● **Document section**:
Quality control DNA library

To assess the quality of Illumina reads FastQC ( was performed on all raw data. Trimmomatic v0.3680 was was not able to identify any significant adaptor sequence contamination within the raw data. The data were mapped to the PhiX control library (Illumina, Inc) using Bowtie2 v2.3.481 and no matches were found.

Sequencing depth assessment

We used jellyfish 2.2. 1082 on the raw read data using kmer size of 17 bp. This resulted in a depth of sequencing histogram (Fig. 1) showing sequencing depth peak of around 76x. Using the kmer depth curve and the cumulative read depth (Fig. 1), repetitiveness, and heterozygosity was conducted independent of the genome assemblies (see Tables 2 and 3). The genome was estimated to be around 2.4 Gb in length with a relatively high heterozygosity rate (>1.1%) and large repetitiveness (>50%).

Genome properties and future steps

To gain information on the genetic distance between the two closely related species O. vulgaris and O. bimaculoides, we mapped all the available raw sequence data from O. vulgaris against the genome of O. bimaculoides83 and found that 74–84% of the data aligned, but that a high percentage (20–50%) was able to align multiple times. The significant proportion of multiple mapping reads suggests that, similar to the O. bimaculoides genome, O. vulgaris genome has a large number (at least 50%) of repetitive elements, confirmed by the cumulative read depth analysis (Fig. 1). Ab initio repeat analysis using dnaPipeTE84 revealed similar classes of octopus specific short interspersed nuclear elements (SINE) to be over-represented (Fig. 2), yet the proportions were strikingly different, despite the close phylogenetic distance. This indicates high activity of repetitive elements in the common octopus genome.

● **Entries provided**:
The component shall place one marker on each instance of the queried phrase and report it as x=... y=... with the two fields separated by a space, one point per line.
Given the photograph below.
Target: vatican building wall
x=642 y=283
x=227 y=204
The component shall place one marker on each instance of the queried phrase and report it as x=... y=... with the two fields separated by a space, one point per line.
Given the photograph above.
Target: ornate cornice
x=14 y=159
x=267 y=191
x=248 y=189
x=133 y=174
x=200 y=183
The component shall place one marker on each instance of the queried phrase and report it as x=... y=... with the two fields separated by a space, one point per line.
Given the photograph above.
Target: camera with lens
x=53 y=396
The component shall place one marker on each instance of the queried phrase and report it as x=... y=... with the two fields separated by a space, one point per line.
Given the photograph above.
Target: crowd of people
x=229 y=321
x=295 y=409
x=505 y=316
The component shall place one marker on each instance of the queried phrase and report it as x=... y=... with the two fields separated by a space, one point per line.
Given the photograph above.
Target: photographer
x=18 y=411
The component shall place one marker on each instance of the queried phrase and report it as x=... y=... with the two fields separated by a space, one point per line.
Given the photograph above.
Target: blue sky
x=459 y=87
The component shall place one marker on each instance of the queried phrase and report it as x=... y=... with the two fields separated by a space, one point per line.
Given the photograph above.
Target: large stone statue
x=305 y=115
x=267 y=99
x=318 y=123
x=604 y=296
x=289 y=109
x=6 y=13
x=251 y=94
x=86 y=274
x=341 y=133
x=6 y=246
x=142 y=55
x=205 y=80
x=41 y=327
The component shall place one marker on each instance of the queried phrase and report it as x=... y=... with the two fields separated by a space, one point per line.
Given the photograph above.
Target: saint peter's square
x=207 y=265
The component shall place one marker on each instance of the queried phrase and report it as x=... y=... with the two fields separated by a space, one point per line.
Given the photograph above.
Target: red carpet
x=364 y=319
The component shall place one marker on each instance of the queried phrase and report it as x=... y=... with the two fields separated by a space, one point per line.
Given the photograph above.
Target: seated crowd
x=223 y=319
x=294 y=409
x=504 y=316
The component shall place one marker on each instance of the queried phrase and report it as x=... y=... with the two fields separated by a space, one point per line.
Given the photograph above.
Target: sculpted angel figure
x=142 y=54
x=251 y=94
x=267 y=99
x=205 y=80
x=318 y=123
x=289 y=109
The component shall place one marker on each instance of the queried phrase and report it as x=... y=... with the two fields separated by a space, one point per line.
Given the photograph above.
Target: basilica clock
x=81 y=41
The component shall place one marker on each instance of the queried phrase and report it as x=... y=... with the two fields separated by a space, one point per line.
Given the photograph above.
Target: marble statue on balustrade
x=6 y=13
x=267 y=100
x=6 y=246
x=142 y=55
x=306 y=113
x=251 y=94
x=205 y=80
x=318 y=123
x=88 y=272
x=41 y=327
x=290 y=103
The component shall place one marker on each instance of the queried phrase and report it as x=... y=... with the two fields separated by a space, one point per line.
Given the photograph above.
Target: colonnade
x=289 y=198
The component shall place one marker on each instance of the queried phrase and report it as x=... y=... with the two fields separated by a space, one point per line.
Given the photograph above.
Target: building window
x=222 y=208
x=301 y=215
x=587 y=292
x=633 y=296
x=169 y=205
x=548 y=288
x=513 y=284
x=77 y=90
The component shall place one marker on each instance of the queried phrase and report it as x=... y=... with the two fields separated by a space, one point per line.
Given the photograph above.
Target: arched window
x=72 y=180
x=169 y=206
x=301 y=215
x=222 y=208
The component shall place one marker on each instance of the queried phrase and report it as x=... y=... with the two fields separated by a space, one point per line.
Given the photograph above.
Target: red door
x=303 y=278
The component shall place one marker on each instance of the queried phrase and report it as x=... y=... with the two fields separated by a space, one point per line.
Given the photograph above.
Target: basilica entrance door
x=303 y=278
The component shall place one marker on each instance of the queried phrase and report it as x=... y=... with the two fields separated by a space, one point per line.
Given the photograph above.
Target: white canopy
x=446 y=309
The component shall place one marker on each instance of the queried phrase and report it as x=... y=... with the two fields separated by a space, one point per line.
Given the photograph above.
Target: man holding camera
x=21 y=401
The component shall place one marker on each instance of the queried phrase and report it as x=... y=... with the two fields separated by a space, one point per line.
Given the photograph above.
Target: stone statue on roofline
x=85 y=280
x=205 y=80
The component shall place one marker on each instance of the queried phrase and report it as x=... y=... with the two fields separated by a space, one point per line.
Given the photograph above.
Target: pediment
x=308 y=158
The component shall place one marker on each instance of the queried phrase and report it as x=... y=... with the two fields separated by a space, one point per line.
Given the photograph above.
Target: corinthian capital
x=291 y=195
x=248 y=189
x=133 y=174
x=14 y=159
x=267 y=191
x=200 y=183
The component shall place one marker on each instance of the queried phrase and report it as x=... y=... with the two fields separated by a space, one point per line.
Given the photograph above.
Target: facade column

● **What you will do**:
[a] Answer the following from the octopus genome text, one answer per line, marked the same way.
(i) At about what depth did the sequencing depth histogram peak?
(ii) How long was the genome estimated to be?
(iii) What percentage of the O. vulgaris raw data aligned to the O. bimaculoides genome?
[b] For each statement, say whether the octopus genome text supports it. Answer yes or no, and quote the words of the text that decide it.
(i) Mapping the data to the PhiX control library produced many matches.
(ii) The heterozygosity rate was estimated at more than 1.1%.
(iii) The proportions of the over-represented SINE classes were nearly the same in the two species.
[c] Carry the octopus genome text forward from its final sentence.

● **Responses per task**:
[a]
(i) Around 76x.
(ii) Around 2.4 Gb.
(iii) 74–84%.

[b]
(i) No: "no matches were found."
(ii) Yes: "a relatively high heterozygosity rate (>1.1%)"
(iii) No: "yet the proportions were strikingly different, despite the close phylogenetic distance."

[c]
Fig. 2

Proportions of the most abundant repetitive element classes in Octopus vulgaris compared to Octopus bimaculoides based on the ab initio reconstruction of repetitive elements using the DNAPipeTE pipeline. (a) Repeat propotions in the Octopus vulgaris genome. (b) Repeat propotions in the Octopus bimaculoides genome. In both genomes, SINE elements are the most abundant repeat classes. While the total number of repeats is similar in both genomes, differences in the proportions can be attributed to individual expansions of repeat elements that occurred independently in both lineages.

Profiling O. bimaculoides regions with read coverage from O. vulgaris, we found that 23,509 O. bimaculoides genes were covered at 90% or more of their coding sequence length by O. vulgaris reads (Fig. 3). Approximately 50% of those genes had a Pfam annotation, including gene families previously reported to have undergone major expansions in the O. bimaculoides genome, such as zinc fingers and protocadherins. This is in strong contrast to only 1,570 O. bimaculoides genes with no O. vulgaris read coverage, with just 14% of those having a Pfam annotation. Those candidates represent very recent novel or highly diverged genes and their number indicates a relatively high rate of novel gene formation in octopus genomes. To investigate non-coding evolution among cephalopods, we furthermore compared the mapping rates to non-repetitive non-coding regions of 100 bp and longer. Again, we found the majority of those loci are covered at 90% length or higher. However, the relative proportion of O. bimaculoides regions not covered by any reads was higher than for the genes, indicating a higher turnover rate for the non-coding, potentially regulatory, sequences (Fig. 3).

Fig. 3

Comparison of coding and non-coding region conservation between Octopus bimaculoides and Octopus vulgaris. (a) Alignment coverage in the coding genomic regions. (b) Alignment coverage in the non-coding, non-repetitive genomic regions. Coverage shows the proportion of nucleotides that are covered in O. bimaculoides assembly with O. vulgaris read mapping in both coding and non-coding non-repetitive regions of at least 100 bp. The main peak at 1 (100% coverage) indicates the presence of a complete region in O. vulgaris genome at very low sequence divergence, whereas the secondary peak at 0 indicates regions of O. bimaculoides genome that are not matching in O. vulgaris read data (see text for analysis).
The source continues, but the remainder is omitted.